• **Assignment 1**
Echo the part of the forum post between "Joomla 1.5 System" and "System SEF plugin.", inclusive.

Joomla 1.5 System SEF onAfterRender Issue for Large Buffers

445 views
Skip to first unread message

orware

unread,
Oct 10, 2010, 12:49:31 PM10/10/10
to Joomla! CMS Development
Reader's Note: The first part of this explains how I originally
thought this was a query optimization issue, but later on I explain
how it became a problem with the System SEF plugin.

There's a Content Plugin extension I've been developing for the past
few months and released as a commercial GPL extension that allows the
DOCman Category Hierarchy and File Lists to be displayed within your
pages using a simple syntax:
e.g. {docmanlist get_subfolders 1 37} (translates to "get subfolders
up to 1 level deep for category 37")

Since the beginning I realized that by using DOCman's Internal Methods
I was causing the query count for the page to jump dramatically (in
the 100-200 range), but I didn't have enough documents in my own setup
to justify looking into optimizing that area yet until this week.

So a new customer bought the plugin for their site, which has a couple
of thousand documents. However, when he tried to display a particular
one with its subcategories 3 levels deep the page would spend some
time loading and then give up with a White Screen of Death.

My thought of course was that this was entirely due to the number of
queries that were executing on that page, and once I was provided with
a local copy of the customer's site to test with I did indeed find out
that over 2000 queries were being executed so I went to work
optimizing the data retrieval to minimize the number of queries to a
relatively constant number that's around 5 queries.

I thought then that the plugin would have no trouble loading, but it
appeared to have the same issue, even after the queries had been
optimized.

So I played around with the layout code (which causes a table to be
output) and kept on removing bits until it would finally load. It
didn't seem to matter which part of the layout was removed...I just
felt like the buffer for the page had a certain size threshold and
with the output for that particular page it just choked on it.

As I was writing this post I was going to leave it at that, but then I
thought I could investigate the problem a little bit more so I did. As
I traced the the plugin's output throughout the Joomla system, I
noticed it was completely fine until it got towards the end of
index.php and triggered the onAfterRender event:
// trigger the onAfterRender events
JDEBUG ? $_PROFILER->mark('afterRender') : null;
$mainframe->triggerEvent('onAfterRender');

That's where I discovered that the SEF System Plugin is what was
changing the buffer into an empty string (causing the White Screen of
Death syndrome I had been experiencing).

Tracing through the SEF System Plugin's onAfterRender() method, it
seems that the culprit belongs to the following regular expression
replacement:
// Background image
$regex = '#style\s*=\s*[\'\"](.*):\s*url\s*\([\'\"]?(?!/|'.

Collected data entries
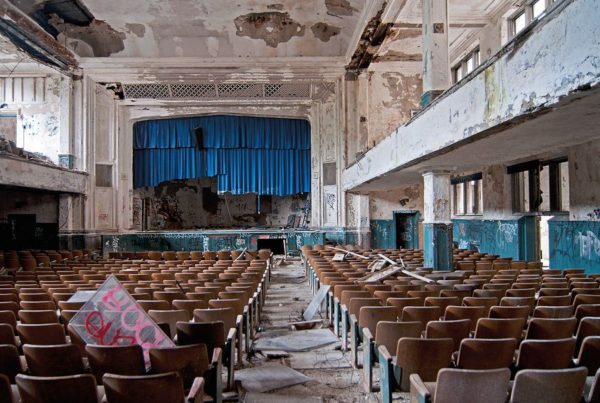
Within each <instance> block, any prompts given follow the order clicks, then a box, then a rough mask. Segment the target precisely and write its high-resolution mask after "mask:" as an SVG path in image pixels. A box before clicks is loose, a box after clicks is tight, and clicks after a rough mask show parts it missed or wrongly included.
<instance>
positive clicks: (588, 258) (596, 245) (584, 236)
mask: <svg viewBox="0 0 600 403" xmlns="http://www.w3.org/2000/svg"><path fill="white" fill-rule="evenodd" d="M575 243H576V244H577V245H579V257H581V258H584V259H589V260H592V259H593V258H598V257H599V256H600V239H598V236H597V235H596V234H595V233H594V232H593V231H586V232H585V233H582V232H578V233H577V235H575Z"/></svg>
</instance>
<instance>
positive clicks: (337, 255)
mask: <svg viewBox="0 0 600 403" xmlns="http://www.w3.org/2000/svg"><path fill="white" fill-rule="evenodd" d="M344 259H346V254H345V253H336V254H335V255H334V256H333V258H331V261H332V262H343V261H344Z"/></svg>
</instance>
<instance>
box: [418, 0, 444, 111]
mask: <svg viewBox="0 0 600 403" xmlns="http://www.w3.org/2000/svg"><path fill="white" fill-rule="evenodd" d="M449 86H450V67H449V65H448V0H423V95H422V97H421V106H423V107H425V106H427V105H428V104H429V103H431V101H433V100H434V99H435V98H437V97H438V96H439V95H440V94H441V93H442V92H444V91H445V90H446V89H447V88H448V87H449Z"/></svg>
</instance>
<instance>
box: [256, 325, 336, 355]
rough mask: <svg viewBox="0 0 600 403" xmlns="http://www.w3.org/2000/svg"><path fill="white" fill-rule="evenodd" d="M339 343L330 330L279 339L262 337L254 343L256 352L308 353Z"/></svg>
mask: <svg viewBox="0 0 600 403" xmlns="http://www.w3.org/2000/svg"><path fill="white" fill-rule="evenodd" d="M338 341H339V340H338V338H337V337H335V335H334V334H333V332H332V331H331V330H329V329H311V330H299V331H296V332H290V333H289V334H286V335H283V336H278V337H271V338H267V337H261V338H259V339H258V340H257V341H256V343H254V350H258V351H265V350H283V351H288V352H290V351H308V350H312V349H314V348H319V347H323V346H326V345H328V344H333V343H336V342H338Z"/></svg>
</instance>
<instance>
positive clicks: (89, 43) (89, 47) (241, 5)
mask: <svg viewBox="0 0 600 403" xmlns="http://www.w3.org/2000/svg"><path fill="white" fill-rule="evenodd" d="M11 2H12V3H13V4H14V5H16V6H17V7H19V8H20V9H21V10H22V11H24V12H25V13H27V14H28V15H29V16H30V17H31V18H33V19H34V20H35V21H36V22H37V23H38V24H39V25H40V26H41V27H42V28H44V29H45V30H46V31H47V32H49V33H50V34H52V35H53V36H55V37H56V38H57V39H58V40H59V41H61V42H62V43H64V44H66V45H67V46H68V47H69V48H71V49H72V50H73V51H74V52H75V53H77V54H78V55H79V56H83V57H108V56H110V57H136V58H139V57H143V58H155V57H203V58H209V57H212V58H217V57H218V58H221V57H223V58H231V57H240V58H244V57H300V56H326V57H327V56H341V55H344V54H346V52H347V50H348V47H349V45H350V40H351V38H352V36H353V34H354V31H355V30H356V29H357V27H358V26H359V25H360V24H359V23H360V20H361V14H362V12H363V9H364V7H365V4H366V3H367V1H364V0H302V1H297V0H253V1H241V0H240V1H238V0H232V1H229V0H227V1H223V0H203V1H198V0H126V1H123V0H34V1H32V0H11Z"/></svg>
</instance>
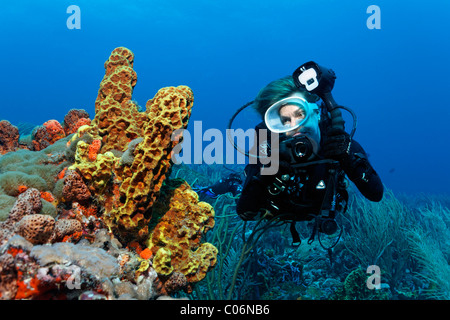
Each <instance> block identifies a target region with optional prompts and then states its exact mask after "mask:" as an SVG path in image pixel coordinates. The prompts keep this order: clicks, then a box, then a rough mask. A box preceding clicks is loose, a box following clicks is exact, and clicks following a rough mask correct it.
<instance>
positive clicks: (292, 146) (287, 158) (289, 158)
--
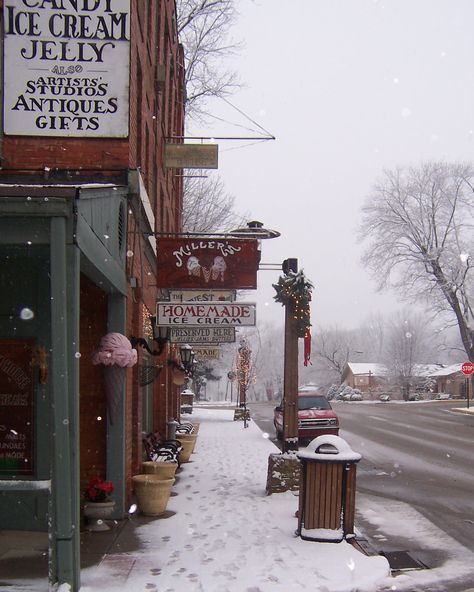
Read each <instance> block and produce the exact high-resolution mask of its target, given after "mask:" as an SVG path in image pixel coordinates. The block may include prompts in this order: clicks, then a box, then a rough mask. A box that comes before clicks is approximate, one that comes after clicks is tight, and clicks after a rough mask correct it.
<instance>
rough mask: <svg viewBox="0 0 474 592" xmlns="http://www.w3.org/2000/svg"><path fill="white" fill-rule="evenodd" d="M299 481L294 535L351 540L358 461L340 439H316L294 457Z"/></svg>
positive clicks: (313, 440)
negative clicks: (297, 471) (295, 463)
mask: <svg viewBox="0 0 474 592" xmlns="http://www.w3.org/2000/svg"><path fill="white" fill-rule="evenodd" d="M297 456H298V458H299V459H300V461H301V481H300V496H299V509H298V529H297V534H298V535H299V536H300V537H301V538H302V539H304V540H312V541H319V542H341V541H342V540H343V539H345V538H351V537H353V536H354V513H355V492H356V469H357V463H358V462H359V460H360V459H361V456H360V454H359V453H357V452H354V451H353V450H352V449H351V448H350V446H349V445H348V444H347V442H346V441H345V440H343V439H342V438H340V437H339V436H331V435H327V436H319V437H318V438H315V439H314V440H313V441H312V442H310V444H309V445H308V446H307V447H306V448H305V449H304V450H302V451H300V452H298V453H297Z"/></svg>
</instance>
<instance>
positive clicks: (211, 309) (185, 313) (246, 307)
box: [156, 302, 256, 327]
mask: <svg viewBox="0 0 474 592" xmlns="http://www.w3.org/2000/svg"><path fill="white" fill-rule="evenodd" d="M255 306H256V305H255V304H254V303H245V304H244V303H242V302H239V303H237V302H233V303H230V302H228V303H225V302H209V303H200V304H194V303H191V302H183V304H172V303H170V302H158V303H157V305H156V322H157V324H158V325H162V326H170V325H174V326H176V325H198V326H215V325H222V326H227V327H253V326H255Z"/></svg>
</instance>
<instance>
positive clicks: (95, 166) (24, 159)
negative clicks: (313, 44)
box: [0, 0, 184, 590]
* * *
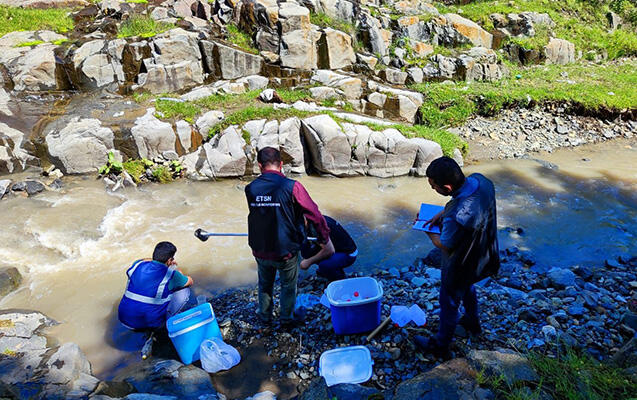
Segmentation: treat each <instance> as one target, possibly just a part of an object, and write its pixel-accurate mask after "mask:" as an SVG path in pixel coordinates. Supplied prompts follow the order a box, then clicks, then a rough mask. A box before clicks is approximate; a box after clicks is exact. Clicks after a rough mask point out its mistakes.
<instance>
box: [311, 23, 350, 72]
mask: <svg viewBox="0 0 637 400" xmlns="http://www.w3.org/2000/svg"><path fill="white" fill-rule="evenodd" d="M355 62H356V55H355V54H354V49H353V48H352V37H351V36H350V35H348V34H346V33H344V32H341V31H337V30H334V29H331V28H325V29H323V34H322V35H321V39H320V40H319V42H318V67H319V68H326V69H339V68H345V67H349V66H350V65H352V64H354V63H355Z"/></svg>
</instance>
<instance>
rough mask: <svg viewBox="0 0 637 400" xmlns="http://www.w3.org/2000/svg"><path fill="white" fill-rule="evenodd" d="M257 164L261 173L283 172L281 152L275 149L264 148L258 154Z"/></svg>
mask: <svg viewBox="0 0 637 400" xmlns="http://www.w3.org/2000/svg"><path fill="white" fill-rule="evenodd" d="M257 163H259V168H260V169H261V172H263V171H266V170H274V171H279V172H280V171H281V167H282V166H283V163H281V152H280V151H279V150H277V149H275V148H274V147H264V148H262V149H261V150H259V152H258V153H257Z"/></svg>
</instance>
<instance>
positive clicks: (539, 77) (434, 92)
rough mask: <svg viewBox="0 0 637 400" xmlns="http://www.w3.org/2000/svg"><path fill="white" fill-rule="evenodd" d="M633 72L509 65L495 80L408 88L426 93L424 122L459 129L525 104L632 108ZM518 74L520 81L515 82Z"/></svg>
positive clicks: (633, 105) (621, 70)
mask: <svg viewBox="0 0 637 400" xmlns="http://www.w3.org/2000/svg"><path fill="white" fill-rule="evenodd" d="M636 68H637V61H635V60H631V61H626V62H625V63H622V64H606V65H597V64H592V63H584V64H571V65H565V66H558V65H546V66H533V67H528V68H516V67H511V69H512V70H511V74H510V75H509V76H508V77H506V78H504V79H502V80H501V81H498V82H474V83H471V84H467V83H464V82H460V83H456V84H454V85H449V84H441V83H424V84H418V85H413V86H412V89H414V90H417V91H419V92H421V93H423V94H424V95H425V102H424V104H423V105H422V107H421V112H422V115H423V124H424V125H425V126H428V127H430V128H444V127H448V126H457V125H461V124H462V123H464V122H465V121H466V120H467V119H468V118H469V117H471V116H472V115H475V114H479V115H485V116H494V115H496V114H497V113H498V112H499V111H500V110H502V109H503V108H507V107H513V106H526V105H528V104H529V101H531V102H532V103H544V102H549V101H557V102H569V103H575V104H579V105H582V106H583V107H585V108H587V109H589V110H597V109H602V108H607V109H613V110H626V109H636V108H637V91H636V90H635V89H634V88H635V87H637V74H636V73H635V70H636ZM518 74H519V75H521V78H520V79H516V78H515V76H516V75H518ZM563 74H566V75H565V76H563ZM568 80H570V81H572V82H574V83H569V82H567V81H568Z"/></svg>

• **Assignment 2**
Report every line of the records that contains the string "positive".

• **Written response 1**
Joomla 1.5 System SEF onAfterRender Issue for Large Buffers

445 views
Skip to first unread message

orware

unread,
Oct 10, 2010, 12:49:31 PM10/10/10
to Joomla! CMS Development
Reader's Note: The first part of this explains how I originally
thought this was a query optimization issue, but later on I explain
how it became a problem with the System SEF plugin.

• **Written response 2**
positive clicks: (588, 258) (596, 245) (584, 236)
positive clicks: (337, 255)
positive clicks: (89, 43) (89, 47) (241, 5)
positive clicks: (292, 146) (287, 158) (289, 158)
positive clicks: (313, 440)
positive clicks: (211, 309) (185, 313) (246, 307)
positive clicks: (95, 166) (24, 159)
positive clicks: (539, 77) (434, 92)
positive clicks: (633, 105) (621, 70)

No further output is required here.